__TASK GOAL__. Given the listing below, write out exactly the lines starting with the line that has "Please mark the green water" and going on through the line that has "Please mark the red jacket", both kept.

__SOURCE DATA__.
▬▬▬▬▬▬▬▬▬▬

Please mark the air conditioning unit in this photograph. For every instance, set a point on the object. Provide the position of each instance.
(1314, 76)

▬▬▬▬▬▬▬▬▬▬

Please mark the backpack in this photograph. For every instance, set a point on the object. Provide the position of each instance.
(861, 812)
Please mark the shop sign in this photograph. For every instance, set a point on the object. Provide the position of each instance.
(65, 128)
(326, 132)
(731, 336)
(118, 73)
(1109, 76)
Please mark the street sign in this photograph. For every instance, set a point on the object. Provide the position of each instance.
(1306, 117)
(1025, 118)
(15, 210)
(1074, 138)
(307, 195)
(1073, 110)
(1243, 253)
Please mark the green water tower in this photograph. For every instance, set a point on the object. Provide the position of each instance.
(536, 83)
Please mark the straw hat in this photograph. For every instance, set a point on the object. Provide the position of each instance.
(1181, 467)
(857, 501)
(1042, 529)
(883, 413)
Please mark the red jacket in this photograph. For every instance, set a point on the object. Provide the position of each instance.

▬▬▬▬▬▬▬▬▬▬

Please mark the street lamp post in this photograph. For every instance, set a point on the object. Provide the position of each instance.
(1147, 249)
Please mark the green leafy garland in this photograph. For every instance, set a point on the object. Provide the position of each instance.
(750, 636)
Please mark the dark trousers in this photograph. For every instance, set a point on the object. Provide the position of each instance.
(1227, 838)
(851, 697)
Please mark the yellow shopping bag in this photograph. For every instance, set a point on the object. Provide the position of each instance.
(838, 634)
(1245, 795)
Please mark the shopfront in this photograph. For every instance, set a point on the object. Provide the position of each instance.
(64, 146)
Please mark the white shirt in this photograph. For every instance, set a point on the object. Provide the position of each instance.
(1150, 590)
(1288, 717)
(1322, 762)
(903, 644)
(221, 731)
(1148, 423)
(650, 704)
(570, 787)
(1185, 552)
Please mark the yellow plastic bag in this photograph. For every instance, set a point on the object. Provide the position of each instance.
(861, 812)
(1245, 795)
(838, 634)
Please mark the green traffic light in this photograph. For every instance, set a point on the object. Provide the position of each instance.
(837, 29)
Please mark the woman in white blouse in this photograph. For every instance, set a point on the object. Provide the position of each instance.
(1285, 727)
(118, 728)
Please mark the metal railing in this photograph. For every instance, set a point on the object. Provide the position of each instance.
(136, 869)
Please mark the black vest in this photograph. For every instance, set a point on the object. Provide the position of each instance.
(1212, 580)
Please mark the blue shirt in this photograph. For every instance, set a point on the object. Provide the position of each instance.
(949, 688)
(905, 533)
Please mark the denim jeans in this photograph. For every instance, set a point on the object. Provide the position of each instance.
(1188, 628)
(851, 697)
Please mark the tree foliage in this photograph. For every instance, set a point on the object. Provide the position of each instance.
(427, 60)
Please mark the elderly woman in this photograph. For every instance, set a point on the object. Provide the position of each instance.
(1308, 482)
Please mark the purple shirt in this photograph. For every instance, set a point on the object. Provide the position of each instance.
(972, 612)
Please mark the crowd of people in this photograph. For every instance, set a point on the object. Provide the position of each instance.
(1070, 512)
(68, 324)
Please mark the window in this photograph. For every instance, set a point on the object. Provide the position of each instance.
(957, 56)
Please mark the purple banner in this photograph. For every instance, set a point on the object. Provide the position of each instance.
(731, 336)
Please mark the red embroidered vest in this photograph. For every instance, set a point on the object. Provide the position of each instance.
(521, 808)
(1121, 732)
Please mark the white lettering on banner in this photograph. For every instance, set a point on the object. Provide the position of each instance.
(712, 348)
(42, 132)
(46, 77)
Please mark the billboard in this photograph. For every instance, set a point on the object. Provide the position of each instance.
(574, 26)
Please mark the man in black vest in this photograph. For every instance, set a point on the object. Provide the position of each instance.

▬▬▬▬▬▬▬▬▬▬

__ANSWER TO THIS PROBLEM__.
Please mark the green water tower in this photograph. For every instance, set a point on the object. Provide the position of each instance.
(536, 83)
Please mark the straw hat in this photograph. For every instance, set a point on the object. Provide the position of each instance.
(1181, 467)
(857, 501)
(1042, 529)
(883, 413)
Please mark the red jacket in this photograph. For every instance, set a point on the object. Provide the position of each instance.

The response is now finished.